DOCUMENT SECTION:
From: "Roger Pau Monné" <roger.pau@citrix.com>
To: Jan Beulich <jbeulich@suse.com>
Cc: Andrew Cooper <andrew.cooper3@citrix.com>,
Anthony PERARD <anthony.perard@vates.tech>,
Michal Orzel <michal.orzel@amd.com>,
Julien Grall <julien@xen.org>,
Stefano Stabellini <sstabellini@kernel.org>,
Tim Deegan <tim@xen.org>,
xen-devel@lists.xenproject.org
Subject: Re: [PATCH v2 00/18] x86: adventures in Address Space Isolation
Date: Fri, 17 Jan 2025 15:45:57 +0100 [thread overview]
Message-ID: <Z4ptJWmEwWdGsocD@macbook.local> (raw)
In-Reply-To: <8064a526-3525-4c48-8926-6ea99a8312a6@suse.com>
On Tue, Jan 14, 2025 at 05:20:04PM +0100, Jan Beulich wrote:
> On 08.01.2025 15:26, Roger Pau Monne wrote:
> > Hello,
> >
> > The aim of this series is to introduce the functionality required to
> > create linear mappings visible to a single pCPU.
> >
> > Doing so requires having a per-vCPU root page-table (L4), and hence
> > requires shadowing the guest selected L4 on PV guests. As follow ups
> > (and partially to ensure the per-CPU mappings work fine) the CPU stacks
> > are switched to use per-CPU mappings, so that remote stack contents are
> > not by default mapped on all page-tables (note: for this to be true the
> > directmap entries for the stack pages would need to be removed also).
> >
> > There's one known shortcoming with the presented code: migration of PV
> > guests using per-vCPU root page-tables is not working. I need to
> > introduce extra logic to deal with PV shadow mode when using unique root
> > page-tables. I don't think this should block the series however, such
> > missing functionality can always be added as follow up work.
> > paging_domctl() is adjusted to reflect this restriction.
> >
> > The main differences compared to v1 are the usage of per-vCPU root page
> > tables (as opposed to per-pCPU), and the usage of the existing perdomain
> > family of functions to manage the mappings in the per-domain slot, that
> > now becomes per-vCPU.
> >
> > All patches until 17 are mostly preparatory, I think there's a nice
> > cleanup and generalization of the creation and managing of per-domain
> > mappings, by no longer storing references to L1 page-tables in the vCPU
> > or domain struct.
>
> Since you referred me to the cover letter, I've looked back here after
> making some more progress with the series. Along with my earlier comment
> towards the need or ultimate goal, ...

ACTIONS TO TAKE:
a: According to the Address Space Isolation email, what is the one known shortcoming of the presented code?
b: Pick up the Address Space Isolation email after its last line and keep writing.

Collection entries:
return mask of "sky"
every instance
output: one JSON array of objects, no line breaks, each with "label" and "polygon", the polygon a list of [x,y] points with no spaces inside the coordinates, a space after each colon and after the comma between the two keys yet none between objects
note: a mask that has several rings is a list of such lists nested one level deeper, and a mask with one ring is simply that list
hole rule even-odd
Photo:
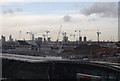
[{"label": "sky", "polygon": [[[118,40],[118,5],[117,2],[3,2],[0,3],[2,34],[14,39],[30,39],[27,31],[35,37],[46,35],[50,31],[52,40],[57,40],[58,32],[70,35],[79,32],[87,40],[97,40],[96,32],[101,32],[100,40]],[[62,40],[62,34],[60,34]]]}]

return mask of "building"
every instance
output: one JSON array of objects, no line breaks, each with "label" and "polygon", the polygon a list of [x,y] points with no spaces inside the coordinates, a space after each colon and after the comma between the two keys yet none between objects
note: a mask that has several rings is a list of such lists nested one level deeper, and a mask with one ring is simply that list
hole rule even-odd
[{"label": "building", "polygon": [[10,42],[12,42],[12,41],[13,41],[13,38],[12,38],[12,36],[11,36],[11,35],[9,36],[9,41],[10,41]]},{"label": "building", "polygon": [[1,36],[1,40],[2,40],[2,43],[4,43],[5,41],[6,41],[6,38],[5,38],[5,36]]}]

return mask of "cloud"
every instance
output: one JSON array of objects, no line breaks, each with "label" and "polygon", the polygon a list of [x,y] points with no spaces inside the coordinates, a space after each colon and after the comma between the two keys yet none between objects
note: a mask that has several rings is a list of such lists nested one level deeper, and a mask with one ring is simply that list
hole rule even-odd
[{"label": "cloud", "polygon": [[113,2],[96,2],[92,6],[87,7],[81,11],[84,15],[97,14],[101,17],[117,17],[117,4]]},{"label": "cloud", "polygon": [[66,15],[66,16],[63,17],[63,20],[64,20],[65,22],[70,22],[70,21],[71,21],[71,16]]},{"label": "cloud", "polygon": [[3,10],[3,14],[14,14],[16,12],[22,12],[22,11],[23,11],[22,8],[16,8],[15,10],[7,9],[7,10]]},{"label": "cloud", "polygon": [[23,9],[22,9],[22,8],[16,8],[15,11],[16,11],[16,12],[22,12]]},{"label": "cloud", "polygon": [[3,14],[13,14],[14,11],[12,9],[7,9],[3,11]]}]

SOLVED PROBLEMS:
a: Migration of PV guests using per-vCPU root page-tables does not work.

b:
>
> > Patch 13 introduces the command line option, and would need discussion
> > and integration with the sparse direct map series. IMO we should get
> > consensus on how we want the command line to look ASAP, so that we can
> > basic parsing logic in place to be used by both the work here and the
> > direct map removal series.
> >
> > As part of this series the map_domain_page() helpers are also switched
> > to create per-vCPU mappings (see patch 15), which converts an existing
> > interface into creating per-vCPU mappings. Such interface can be used
> > to hide (map per-vCPU) further data that we don't want to be part of the
> > direct map, or even shared between vCPUs of the same domain. Also all
> > existing users of the interface will already create per-vCPU mappings
> > without needing additional changes.
> >
> > Note that none of the logic introduced in the series removes entries for
> > the directmap, so even when creating the per-CPU mappings the underlying
> > physical addresses are fully accessible when using it's direct map
> > entries.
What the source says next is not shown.